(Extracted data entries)
● ● ● ●

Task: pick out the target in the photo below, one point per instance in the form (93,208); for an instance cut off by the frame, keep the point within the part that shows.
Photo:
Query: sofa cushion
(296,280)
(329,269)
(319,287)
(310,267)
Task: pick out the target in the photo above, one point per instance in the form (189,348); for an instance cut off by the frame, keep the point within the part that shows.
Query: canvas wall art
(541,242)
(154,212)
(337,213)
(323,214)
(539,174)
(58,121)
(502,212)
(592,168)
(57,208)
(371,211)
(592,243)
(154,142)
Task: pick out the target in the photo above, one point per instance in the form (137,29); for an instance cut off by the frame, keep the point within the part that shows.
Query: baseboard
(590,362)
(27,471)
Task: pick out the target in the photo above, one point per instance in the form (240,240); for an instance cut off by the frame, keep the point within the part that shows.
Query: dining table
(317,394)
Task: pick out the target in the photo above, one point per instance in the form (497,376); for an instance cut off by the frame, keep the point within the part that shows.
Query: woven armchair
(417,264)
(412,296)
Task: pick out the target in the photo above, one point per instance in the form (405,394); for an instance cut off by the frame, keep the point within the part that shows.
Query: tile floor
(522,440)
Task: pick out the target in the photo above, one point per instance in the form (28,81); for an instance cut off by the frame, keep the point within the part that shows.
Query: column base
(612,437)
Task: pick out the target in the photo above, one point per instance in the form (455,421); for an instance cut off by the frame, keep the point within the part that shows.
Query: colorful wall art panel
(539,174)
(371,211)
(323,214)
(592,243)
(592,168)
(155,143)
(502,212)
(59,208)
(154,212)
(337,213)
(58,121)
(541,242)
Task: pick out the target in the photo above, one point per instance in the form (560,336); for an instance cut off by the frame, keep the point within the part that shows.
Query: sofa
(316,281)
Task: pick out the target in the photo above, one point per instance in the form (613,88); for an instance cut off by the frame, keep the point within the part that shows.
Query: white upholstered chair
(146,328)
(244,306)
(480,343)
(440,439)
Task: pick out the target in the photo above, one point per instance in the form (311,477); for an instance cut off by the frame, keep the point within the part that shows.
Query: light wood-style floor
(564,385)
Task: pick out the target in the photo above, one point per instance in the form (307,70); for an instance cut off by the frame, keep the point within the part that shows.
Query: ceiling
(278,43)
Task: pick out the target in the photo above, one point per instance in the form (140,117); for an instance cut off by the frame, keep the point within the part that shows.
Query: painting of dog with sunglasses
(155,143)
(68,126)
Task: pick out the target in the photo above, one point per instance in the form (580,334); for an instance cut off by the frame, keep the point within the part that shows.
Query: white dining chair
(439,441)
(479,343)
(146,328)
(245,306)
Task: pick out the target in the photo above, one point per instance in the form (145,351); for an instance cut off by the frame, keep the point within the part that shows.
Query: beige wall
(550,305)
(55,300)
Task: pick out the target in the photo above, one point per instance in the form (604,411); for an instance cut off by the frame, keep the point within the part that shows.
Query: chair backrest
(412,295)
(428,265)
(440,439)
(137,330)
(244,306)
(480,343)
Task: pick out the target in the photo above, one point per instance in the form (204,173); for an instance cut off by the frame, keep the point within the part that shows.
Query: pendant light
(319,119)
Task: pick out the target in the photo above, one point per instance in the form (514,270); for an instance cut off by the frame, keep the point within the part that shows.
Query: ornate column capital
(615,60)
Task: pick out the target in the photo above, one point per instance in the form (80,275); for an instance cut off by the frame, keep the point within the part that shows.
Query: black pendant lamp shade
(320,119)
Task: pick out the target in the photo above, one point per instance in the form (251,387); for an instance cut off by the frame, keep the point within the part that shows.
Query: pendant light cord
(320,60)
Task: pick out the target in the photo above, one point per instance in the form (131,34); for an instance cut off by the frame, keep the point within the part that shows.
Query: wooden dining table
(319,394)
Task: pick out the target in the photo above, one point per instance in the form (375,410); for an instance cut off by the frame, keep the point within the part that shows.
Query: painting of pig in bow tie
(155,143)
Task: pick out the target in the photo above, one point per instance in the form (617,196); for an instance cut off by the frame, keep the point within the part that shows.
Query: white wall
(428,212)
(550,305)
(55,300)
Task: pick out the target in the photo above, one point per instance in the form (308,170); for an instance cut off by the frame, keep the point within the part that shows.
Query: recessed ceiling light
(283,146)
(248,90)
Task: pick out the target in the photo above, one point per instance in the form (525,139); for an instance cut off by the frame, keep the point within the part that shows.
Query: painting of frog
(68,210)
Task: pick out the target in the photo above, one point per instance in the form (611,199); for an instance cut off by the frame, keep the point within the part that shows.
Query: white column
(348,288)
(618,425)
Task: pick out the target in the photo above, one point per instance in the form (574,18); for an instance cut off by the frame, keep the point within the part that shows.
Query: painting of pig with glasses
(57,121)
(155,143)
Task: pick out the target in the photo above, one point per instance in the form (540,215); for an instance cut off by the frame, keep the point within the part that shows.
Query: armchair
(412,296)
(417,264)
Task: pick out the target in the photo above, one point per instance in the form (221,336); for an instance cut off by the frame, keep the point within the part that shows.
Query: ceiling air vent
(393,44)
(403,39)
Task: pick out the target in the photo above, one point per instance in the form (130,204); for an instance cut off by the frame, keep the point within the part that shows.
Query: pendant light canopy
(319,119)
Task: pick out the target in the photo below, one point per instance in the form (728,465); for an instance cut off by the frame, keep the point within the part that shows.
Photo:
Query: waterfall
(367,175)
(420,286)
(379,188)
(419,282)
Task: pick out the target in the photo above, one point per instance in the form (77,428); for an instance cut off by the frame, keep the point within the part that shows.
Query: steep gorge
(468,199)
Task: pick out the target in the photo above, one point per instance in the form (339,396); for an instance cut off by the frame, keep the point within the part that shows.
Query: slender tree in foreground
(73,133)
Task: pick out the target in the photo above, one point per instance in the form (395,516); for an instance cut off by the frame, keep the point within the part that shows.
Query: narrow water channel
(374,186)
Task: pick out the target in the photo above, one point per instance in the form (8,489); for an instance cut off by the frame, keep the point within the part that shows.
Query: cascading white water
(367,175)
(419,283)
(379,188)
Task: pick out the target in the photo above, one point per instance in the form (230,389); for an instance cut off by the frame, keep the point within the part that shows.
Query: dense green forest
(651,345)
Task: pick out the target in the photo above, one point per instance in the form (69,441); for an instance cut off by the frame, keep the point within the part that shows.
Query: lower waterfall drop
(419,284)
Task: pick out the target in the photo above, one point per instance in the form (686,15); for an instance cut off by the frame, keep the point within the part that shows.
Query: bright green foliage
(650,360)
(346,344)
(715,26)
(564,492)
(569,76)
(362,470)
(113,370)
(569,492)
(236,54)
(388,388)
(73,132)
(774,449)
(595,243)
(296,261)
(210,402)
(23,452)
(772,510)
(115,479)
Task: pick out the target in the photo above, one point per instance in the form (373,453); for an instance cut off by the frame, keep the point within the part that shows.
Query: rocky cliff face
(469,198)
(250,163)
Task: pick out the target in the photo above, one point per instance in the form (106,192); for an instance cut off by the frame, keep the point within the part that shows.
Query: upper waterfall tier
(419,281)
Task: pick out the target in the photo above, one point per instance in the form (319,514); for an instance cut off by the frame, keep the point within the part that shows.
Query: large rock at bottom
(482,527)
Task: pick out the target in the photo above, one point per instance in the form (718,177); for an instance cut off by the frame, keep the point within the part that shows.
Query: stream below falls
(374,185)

● ● ● ●

**What you will do**
Faithfully reproduce all of the records, character for character.

**Response for this exercise**
Task: pick out the target in the photo below, one point per instance in the form (93,208); for an instance cut off by the frame, keep the point within the part that shows.
Photo:
Query: sofa cushion
(296,280)
(329,269)
(319,287)
(310,267)
Task: pick out the target in the photo above, one point per instance in the form (189,348); for an instance cut off by the frame, keep the point within the part that shows.
Query: canvas wall art
(541,242)
(154,212)
(337,213)
(323,214)
(539,174)
(58,121)
(502,212)
(592,168)
(57,208)
(371,211)
(592,243)
(154,142)
Task: pick out the target in the photo above, one point per instance in the form (137,29); for an instance cut off by the frame, keep the point within the part that shows.
Query: baseboard
(590,362)
(27,471)
Task: pick out the target in the photo above, one point per instance in the form (240,240); for an instance cut off by the frame, keep the point within the part that shows.
Query: dining table
(317,394)
Task: pick out the target in the photo above, one point per instance in the form (497,376); for an instance cut off by the frame, keep the point within the part that shows.
Query: woven armchair
(417,264)
(412,296)
Task: pick out the target in the photo above, one point per instance in the form (405,394); for an instance cut off by the frame, keep the point within the part that shows.
Query: tile floor
(522,440)
Task: pick out the target in the photo above, one point per instance in the form (28,81); for an instance cut off by the frame, keep the point within the part that shows.
Query: column base
(612,437)
Task: pick out the target in the photo above, one point per instance in the form (455,421); for an instance cut off by the frame, keep the point within the part that shows.
Query: colorful wall art panel
(539,174)
(371,211)
(323,214)
(592,243)
(592,168)
(155,143)
(502,212)
(59,208)
(154,212)
(337,213)
(58,121)
(541,242)
Task: pick out the target in the photo above, one point per instance in the form (560,336); for an instance cut off by the frame, keep the point within the part that shows.
Query: sofa
(316,281)
Task: pick out the target in the photo above, one point per instance in the form (613,88); for an instance cut off by the frame, keep the point within the part that shows.
Query: white upholstered chair
(146,328)
(244,306)
(480,343)
(440,439)
Task: pick out the target in the photo above, one point per instance in the form (311,477); for an instance cut off by the frame, keep the point within the part that shows.
Query: light wood-style floor
(564,385)
Task: pick out the target in the photo above, one point per instance in the form (307,70); for an instance cut off by the frame, keep the point within the part that shows.
Query: ceiling
(278,43)
Task: pick out the target in the photo above, one point per instance in the form (140,117); for an instance cut off by the frame, keep the point within the part that shows.
Query: painting of dog with sunglasses
(155,143)
(68,126)
Task: pick out the target in the photo above, one point per instance in the form (580,334); for an instance cut off by the frame, keep the point within the part that shows.
Query: white dining chair
(439,441)
(479,343)
(146,328)
(245,306)
Task: pick out the target in the photo above, one point per instance in the form (145,351); for an instance cut off by the frame, keep the point within the part that shows.
Query: beige wall
(550,305)
(55,300)
Task: pick out the target in the photo above, one point per instance in the form (604,411); for an instance cut off by the frame, keep the point within the part that shows.
Query: chair backrest
(412,295)
(428,265)
(440,439)
(137,330)
(244,306)
(480,343)
Task: pick out the target in the photo above, one point per instance in the form (204,173); for an instance cut off by the frame, keep the point within the part that shows.
Query: pendant light
(319,119)
Task: pick out the target in the photo above, one point per instance in the form (514,270); for an instance cut off by the frame, keep the point within the part that shows.
Query: ornate column capital
(615,60)
Task: pick out the target in the photo above, one point per instance in the form (80,275); for an instance cut off by the frame, keep the point within the part that shows.
Query: black pendant lamp shade
(320,119)
Task: pick out the target in the photo above, one point per instance in the form (251,387); for an instance cut off by the frame, keep the point within the part that shows.
Query: pendant light cord
(320,60)
Task: pick out the target in the photo above, one point per instance in the form (131,34); for an instance cut off by the frame, keep the point within the part that shows.
Query: wooden dining table
(319,394)
Task: pick out the target in the photo above, one point per instance in the form (375,410); for an instance cut off by the frame, keep the point within the part that shows.
Query: painting of pig in bow tie
(155,143)
Task: pick out the target in the photo above, one point per instance in the form (617,196); for an instance cut off by the frame, keep the point within the part that shows.
Query: white wall
(428,212)
(550,305)
(55,300)
Task: pick out the target in the photo above, one point per instance in the form (308,170); for an instance cut off by the frame, keep the point within the part that shows.
Query: recessed ceiling light
(283,146)
(248,90)
Task: pick out the target in the photo above, one point per instance in the form (525,139); for an instance cut off by the frame, keep the point within the part that shows.
Query: painting of frog
(68,210)
Task: pick out the target in the photo above, one point per instance in the form (611,199); for an instance cut off by the frame, keep the point within the part that shows.
Query: white column
(348,288)
(618,425)
Task: pick out the target in the photo above, one point per instance in the form (574,18); for an instance cut off by the frame, keep the point within the part that shows.
Query: painting of pig with glasses
(57,121)
(155,143)
Task: pick out the target in the photo above, one point per instance in the form (540,215); for an instance cut off by the frame, keep the point within the part that shows.
Query: armchair
(412,296)
(417,264)
Task: pick out the target in the photo above, one point per instance in the form (221,336); for an instance cut off by the frame, keep the point within the part that shows.
Query: ceiling air vent
(393,44)
(403,39)
Task: pick out the target in the photo above, one point per instance in the form (130,204); for an instance cut off by the frame, keep the point within the part that shows.
Query: pendant light canopy
(319,119)
Task: pick out the target in the photo below, one point per instance in the form (728,465); for an instance cut off by the frame, keep the point within the part that shows.
Photo:
Query: waterfall
(367,175)
(420,286)
(379,188)
(419,282)
Task: pick out the target in the photo above, one point per instance in the form (77,428); for an instance cut off by the frame, keep the point within the part that shows.
Query: steep gorge
(468,199)
Task: pick out the target in the photo above, one point per instance in the form (339,396); for an instance cut off by the frame, keep the point within the part that shows.
Query: slender tree in foreground
(73,133)
Task: pick out the target in the photo above, one point per instance in the form (395,516); for an instance cut off by the frame, keep the point within the part that shows.
Query: narrow water channel
(374,186)
Task: pick out the target in the photo above, one point per instance in the form (8,489); for an instance cut off by the frame, keep the point within the part that shows.
Query: cascading white water
(367,175)
(419,283)
(379,188)
Task: pick out the target in the photo above, one point per instance in the form (230,389); for an instance cut off by the frame, keep the point within the part that shows.
Query: dense green forest
(651,345)
Task: pick out the target in the photo above, one point per instance in the form (69,441); for an instance cut off by the frame, keep the point within the part that shows.
Query: lower waterfall drop
(419,284)
Task: pick out the target in the photo above, one point per instance in the form (686,15); for an instance cut off by the frame, keep the point within the part that shows.
Query: bright green foliage
(650,360)
(346,344)
(715,26)
(564,492)
(569,76)
(362,470)
(113,370)
(569,492)
(236,54)
(388,388)
(73,132)
(774,449)
(595,243)
(296,261)
(210,402)
(23,452)
(772,510)
(115,479)
Task: pick out the target in the photo above, one point per instance in the form (373,453); for an instance cut off by the frame, keep the point within the part that shows.
Query: rocky cliff face
(469,198)
(250,163)
Task: pick out the target in the photo above, one point per instance in the form (106,192); for an instance cut off by the frame, keep the point within the part that shows.
Query: upper waterfall tier
(419,281)
Task: pick out the target in the photo above, one point per instance in the form (319,514); for an instance cut off by the frame, keep the point within the part that shows.
Query: large rock at bottom
(482,527)
Task: pick out the target in the photo above, one point per instance in the form (718,177); for an instance cut off by the frame, keep the point within the part that shows.
Query: stream below falls
(374,185)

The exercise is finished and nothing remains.